• **WHAT IS ASKED**: Locate every line in the material that contains the string "region" and copy each one out. Case counts, so a match must have the same uppercase and lowercase letters.

-------- RECORD EXTRACTS

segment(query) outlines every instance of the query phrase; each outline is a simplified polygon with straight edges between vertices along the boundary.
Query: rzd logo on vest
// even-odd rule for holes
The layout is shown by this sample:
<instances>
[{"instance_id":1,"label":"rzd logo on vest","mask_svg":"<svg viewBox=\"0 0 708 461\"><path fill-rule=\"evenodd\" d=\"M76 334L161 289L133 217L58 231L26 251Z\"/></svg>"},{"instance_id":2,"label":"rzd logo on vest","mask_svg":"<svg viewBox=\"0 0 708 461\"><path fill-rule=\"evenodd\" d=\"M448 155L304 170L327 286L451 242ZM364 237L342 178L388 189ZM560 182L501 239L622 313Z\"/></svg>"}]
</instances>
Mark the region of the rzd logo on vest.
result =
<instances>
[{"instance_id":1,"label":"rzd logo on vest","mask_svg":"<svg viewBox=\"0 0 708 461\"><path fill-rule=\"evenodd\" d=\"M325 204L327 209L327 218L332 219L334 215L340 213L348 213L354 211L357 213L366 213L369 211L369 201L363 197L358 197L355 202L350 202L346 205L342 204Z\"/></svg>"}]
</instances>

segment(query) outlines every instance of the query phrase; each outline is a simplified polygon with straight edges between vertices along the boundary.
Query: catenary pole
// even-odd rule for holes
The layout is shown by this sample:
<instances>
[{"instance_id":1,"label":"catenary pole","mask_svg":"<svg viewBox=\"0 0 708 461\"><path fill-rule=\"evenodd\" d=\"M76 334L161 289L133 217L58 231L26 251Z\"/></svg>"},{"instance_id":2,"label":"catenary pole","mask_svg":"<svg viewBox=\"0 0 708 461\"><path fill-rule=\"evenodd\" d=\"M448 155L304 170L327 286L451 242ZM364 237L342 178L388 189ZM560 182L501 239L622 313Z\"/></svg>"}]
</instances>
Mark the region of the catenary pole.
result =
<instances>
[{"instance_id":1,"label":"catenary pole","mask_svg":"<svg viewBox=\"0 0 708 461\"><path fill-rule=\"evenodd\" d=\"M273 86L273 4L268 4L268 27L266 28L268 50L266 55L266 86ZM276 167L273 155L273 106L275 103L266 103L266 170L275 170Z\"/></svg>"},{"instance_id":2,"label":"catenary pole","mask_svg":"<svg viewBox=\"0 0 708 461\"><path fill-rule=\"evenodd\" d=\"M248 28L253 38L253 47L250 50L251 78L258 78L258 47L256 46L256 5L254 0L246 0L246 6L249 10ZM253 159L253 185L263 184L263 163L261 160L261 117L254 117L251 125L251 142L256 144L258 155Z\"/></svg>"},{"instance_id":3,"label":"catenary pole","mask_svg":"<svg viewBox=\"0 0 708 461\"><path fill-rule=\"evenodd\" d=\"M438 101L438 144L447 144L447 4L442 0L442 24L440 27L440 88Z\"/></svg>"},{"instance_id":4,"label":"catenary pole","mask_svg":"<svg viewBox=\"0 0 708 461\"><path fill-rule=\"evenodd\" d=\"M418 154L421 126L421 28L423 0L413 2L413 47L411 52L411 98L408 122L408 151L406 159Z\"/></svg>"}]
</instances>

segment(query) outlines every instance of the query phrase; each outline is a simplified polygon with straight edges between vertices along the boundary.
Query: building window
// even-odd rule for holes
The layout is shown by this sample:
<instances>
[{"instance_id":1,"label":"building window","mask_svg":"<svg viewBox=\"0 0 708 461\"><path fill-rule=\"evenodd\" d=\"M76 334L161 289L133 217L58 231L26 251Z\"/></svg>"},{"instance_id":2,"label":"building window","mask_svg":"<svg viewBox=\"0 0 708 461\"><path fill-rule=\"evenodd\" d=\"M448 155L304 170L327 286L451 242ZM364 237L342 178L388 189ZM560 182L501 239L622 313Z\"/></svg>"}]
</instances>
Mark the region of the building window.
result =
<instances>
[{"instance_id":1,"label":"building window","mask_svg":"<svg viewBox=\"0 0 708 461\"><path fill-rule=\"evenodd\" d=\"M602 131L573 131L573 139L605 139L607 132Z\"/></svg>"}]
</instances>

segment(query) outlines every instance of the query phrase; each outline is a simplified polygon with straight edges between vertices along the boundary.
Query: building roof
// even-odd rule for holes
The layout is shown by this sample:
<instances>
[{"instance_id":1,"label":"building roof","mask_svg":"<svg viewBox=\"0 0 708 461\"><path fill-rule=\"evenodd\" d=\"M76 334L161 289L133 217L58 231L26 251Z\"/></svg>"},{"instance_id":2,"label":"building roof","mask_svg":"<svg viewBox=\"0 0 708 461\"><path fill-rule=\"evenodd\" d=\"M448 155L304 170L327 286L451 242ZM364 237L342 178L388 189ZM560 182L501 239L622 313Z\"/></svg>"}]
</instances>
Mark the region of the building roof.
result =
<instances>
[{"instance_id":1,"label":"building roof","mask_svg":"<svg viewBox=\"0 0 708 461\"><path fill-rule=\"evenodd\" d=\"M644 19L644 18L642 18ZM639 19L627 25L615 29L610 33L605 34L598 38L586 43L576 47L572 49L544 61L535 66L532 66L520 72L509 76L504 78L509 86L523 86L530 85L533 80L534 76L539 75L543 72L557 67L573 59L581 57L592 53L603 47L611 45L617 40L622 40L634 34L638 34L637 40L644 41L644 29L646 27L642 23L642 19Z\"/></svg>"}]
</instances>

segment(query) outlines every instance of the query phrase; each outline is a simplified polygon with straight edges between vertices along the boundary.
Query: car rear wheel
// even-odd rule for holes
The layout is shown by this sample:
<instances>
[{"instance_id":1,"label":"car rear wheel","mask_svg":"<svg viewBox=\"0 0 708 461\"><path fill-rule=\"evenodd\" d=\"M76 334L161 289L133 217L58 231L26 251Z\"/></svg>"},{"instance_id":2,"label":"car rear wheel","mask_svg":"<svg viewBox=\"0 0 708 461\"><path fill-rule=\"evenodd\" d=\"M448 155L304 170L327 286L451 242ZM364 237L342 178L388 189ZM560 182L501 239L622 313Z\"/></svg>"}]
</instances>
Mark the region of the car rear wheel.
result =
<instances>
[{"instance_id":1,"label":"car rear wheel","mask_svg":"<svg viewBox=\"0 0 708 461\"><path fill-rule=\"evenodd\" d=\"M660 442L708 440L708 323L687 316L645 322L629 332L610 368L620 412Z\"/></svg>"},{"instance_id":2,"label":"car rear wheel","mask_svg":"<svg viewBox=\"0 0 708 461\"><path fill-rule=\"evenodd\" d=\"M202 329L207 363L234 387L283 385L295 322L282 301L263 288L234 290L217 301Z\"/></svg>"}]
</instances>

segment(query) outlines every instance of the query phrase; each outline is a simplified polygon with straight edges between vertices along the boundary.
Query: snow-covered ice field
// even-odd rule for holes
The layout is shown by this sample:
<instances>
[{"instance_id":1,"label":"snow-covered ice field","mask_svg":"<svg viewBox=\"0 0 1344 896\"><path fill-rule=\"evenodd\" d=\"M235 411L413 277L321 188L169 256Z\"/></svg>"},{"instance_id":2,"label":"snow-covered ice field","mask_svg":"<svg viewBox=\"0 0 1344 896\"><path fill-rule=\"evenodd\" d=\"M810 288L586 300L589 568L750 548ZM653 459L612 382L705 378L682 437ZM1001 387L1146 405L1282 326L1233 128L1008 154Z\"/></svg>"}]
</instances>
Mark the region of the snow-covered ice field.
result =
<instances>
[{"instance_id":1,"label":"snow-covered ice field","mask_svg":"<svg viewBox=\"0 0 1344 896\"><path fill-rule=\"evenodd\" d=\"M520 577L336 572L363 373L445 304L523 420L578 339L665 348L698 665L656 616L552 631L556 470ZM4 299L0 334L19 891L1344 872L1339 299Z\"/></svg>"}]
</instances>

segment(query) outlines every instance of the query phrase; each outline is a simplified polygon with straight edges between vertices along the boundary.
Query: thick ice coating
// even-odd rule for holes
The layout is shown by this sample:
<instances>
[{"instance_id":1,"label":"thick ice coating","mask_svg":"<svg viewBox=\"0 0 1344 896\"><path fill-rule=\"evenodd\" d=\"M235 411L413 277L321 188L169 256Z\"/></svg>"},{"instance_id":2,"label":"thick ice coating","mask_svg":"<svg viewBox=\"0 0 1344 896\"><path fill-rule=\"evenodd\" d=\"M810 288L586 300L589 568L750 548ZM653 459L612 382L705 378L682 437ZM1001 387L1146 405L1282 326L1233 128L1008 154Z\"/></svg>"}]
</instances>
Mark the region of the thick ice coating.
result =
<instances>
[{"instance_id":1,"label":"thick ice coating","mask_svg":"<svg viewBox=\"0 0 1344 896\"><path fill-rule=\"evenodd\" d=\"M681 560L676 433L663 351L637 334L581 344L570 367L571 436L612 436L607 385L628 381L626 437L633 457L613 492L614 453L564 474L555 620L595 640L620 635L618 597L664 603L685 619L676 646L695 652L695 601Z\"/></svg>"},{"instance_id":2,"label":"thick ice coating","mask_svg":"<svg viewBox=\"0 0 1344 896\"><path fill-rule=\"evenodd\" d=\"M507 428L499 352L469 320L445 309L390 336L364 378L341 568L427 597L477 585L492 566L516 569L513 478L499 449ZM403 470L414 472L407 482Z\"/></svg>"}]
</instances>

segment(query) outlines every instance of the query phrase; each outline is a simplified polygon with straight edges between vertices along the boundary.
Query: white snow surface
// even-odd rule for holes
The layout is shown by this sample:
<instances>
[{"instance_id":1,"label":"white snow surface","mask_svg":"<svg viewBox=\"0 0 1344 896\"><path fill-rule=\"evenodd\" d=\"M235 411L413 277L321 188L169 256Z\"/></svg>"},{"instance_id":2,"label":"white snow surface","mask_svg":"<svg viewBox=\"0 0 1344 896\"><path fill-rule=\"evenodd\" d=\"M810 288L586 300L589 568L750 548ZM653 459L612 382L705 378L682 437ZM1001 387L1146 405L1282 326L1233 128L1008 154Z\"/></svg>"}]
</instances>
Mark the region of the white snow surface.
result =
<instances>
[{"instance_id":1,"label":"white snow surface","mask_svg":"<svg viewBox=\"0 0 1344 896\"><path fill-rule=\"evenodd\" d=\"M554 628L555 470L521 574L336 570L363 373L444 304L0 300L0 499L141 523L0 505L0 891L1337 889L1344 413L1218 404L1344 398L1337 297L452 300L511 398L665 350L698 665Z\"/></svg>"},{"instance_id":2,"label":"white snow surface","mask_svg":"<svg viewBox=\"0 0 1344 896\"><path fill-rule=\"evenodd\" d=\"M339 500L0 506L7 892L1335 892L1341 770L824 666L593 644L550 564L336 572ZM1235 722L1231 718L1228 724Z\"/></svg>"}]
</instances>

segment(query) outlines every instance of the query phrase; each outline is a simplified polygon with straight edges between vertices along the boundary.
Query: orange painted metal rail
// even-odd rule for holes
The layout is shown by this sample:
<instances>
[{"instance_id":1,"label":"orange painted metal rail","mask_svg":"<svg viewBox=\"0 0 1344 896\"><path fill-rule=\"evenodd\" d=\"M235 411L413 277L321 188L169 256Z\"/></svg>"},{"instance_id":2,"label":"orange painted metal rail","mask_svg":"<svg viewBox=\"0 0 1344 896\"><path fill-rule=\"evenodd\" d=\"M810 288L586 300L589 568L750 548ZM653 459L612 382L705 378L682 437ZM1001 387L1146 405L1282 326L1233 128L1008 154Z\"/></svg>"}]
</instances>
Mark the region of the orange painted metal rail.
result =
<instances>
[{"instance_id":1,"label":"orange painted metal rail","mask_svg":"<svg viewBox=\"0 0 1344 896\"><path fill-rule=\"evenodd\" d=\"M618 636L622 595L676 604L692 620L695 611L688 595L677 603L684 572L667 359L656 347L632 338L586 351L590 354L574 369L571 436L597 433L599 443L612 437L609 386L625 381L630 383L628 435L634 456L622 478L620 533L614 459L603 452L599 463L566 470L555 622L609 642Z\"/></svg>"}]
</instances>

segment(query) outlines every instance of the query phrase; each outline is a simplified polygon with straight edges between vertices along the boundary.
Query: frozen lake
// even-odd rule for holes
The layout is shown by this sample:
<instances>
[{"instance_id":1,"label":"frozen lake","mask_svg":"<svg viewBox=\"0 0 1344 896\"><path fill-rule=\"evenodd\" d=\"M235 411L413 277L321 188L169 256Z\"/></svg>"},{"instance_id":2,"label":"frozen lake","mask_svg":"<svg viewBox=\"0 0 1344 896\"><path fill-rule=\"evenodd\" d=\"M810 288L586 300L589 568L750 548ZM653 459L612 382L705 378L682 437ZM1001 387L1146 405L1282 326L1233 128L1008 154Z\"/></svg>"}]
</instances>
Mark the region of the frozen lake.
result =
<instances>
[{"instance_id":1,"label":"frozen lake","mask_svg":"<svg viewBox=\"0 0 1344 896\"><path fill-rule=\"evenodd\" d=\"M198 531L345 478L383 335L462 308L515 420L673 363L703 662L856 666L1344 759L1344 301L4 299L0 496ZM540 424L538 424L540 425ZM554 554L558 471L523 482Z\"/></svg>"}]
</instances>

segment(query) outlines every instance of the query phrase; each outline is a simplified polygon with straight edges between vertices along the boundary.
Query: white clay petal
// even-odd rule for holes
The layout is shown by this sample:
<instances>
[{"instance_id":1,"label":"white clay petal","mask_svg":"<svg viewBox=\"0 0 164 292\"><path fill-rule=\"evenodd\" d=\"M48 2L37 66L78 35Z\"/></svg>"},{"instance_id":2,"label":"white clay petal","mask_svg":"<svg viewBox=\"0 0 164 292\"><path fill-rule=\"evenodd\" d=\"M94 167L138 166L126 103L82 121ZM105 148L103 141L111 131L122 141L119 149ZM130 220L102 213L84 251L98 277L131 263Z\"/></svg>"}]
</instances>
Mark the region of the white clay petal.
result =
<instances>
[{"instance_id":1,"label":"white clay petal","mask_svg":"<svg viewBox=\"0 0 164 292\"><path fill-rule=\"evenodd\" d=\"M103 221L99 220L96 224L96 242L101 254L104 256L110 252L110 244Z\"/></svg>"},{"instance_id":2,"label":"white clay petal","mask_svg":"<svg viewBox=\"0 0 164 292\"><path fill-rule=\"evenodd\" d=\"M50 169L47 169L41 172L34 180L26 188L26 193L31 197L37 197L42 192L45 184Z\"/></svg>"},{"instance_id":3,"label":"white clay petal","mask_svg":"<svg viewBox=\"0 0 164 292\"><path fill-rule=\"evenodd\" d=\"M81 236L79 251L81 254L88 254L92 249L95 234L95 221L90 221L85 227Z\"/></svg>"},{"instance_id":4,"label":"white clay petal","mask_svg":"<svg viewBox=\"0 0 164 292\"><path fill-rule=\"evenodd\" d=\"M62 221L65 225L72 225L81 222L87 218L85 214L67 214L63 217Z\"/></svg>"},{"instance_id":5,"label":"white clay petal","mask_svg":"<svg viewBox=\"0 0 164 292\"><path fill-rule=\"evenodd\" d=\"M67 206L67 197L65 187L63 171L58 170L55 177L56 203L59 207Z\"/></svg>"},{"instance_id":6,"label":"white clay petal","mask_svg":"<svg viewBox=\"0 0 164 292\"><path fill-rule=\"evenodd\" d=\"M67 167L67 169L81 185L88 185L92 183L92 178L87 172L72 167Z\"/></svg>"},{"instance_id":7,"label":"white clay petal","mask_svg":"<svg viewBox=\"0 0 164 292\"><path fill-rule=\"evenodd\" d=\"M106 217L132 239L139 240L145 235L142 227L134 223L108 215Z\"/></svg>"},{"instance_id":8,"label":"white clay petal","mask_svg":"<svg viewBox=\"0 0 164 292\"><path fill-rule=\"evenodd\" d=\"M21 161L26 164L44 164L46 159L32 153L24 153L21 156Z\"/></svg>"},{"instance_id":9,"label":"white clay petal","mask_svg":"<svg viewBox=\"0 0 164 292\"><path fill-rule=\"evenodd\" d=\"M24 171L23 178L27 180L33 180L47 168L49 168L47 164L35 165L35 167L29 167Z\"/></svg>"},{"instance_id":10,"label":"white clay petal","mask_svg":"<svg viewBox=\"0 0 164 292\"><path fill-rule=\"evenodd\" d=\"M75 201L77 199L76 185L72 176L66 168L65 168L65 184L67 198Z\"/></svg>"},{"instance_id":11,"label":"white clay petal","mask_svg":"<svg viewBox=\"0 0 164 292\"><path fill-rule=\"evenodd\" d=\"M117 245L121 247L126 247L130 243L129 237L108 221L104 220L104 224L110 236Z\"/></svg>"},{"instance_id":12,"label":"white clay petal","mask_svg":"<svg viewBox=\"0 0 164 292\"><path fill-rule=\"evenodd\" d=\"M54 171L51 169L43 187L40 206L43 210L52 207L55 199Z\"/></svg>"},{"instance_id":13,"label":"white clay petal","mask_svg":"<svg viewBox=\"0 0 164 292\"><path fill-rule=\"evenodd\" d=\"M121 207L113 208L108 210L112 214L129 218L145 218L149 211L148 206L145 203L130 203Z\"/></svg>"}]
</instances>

----------------

• **WORKED ANSWER**:
Mark the region of the rzd logo on vest.
Mark the region of the catenary pole.
Mark the region of the building window.
Mark the region of the building roof.
Mark the region of the car rear wheel.
Mark the region of the snow-covered ice field.
Mark the region of the thick ice coating.
Mark the region of the white snow surface.
Mark the region of the orange painted metal rail.
Mark the region of the frozen lake.
Mark the region of the white clay petal.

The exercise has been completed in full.